__PASSAGE PROVIDED__
Jeffrey Overstreet:
This is a difficult assignment. I cannot access most of these films on DVD yet, so I cannot analyze my favorite scenes to describe why they worked so effectively. But here are a few memorable moments that leap to mind:
THE IMAGINARIUM OF DOCTOR PARNASSUS
I’m going to need to see Terry Gilliam’s latest film a few times before I can decide whether it’s a work of genius or a chaotic mess, or somewhere in between. The first time I saw it (at a Seattle press screening), the image was somewhat out of focus for the duration. It gave me a headache. But in spite of the technical difficulties, the film had a strange, haunted quality, as the late Heath Ledger’s feverish performance kept reminding us that we were seeing him during his final days among us.
Watching how Ledger threw himself into the deranged and desperate character named Tony, and then considering how he played this part right after the ferocious turn as The Joker in The Dark Knight, I couldn’t help but wonder what kind of toll it took on him. These were not ordinary performances; they were mad, inspired, rigorous, and taxing. Watching him here was a bittersweet experience.
Most startling of all is his first appearance in the film: We see him dangling from a noose beneath a bridge during a downpour. Another character, wearing an angel costume, is lowered from the bridge on a tether, soaring in to embrace him and pull him to safety. We in the audience sat awestruck as this played out.

Natural-language object grounding data
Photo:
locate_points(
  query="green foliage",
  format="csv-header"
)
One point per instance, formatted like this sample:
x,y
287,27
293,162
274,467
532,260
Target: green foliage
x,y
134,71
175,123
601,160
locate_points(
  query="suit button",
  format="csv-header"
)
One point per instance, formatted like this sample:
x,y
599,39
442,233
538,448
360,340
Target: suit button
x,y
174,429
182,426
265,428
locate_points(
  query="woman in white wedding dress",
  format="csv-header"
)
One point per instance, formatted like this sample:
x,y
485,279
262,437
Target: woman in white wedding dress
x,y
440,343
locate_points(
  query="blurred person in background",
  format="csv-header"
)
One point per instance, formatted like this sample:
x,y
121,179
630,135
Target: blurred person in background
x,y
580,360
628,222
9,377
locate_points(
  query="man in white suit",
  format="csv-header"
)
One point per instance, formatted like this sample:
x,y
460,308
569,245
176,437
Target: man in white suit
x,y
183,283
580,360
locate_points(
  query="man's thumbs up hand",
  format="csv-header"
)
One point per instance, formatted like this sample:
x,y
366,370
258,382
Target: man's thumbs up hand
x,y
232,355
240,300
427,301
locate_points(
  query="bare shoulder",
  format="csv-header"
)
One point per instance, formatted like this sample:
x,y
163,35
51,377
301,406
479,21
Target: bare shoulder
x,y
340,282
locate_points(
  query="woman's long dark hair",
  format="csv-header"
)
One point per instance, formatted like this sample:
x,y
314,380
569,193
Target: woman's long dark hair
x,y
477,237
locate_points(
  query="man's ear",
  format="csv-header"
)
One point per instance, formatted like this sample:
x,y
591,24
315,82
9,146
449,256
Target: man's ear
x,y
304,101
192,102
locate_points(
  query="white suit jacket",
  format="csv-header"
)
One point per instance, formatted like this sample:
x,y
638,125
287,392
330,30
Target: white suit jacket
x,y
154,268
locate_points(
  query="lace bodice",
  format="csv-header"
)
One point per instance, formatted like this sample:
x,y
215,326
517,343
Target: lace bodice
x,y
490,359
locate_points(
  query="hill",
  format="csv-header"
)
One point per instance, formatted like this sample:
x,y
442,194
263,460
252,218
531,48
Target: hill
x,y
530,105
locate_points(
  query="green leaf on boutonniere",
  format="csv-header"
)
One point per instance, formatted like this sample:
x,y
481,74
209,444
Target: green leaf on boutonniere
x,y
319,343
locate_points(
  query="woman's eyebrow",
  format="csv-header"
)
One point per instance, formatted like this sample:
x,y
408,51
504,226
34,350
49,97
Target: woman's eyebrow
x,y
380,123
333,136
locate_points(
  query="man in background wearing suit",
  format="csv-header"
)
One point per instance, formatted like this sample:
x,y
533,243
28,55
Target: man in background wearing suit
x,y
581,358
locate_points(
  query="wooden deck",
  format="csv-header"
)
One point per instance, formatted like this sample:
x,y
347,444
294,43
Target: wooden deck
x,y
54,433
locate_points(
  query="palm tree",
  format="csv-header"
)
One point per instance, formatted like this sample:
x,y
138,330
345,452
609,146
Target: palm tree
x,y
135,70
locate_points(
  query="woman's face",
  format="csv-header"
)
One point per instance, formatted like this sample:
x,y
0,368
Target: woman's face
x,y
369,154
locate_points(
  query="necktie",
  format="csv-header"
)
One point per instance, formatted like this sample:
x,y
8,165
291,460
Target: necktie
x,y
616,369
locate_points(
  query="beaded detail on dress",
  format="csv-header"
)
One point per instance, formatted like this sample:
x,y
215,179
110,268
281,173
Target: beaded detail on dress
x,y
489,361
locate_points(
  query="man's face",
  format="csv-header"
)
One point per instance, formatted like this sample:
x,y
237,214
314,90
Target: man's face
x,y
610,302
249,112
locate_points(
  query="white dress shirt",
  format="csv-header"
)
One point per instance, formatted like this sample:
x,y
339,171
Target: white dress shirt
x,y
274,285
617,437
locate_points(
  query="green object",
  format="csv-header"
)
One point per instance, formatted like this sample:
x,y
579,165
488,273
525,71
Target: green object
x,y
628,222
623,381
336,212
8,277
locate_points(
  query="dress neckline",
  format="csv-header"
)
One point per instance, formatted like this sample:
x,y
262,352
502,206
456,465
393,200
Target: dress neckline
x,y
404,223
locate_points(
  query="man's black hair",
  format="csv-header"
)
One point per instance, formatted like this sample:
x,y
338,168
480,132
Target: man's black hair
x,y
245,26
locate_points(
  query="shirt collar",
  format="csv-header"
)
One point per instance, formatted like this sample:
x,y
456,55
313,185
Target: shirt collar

__THE TASK__
In the film commentary, what problem with the picture did the writer notice during the first viewing of the film?

__OUTPUT OF THE EXERCISE__
The image was somewhat out of focus for the entire film.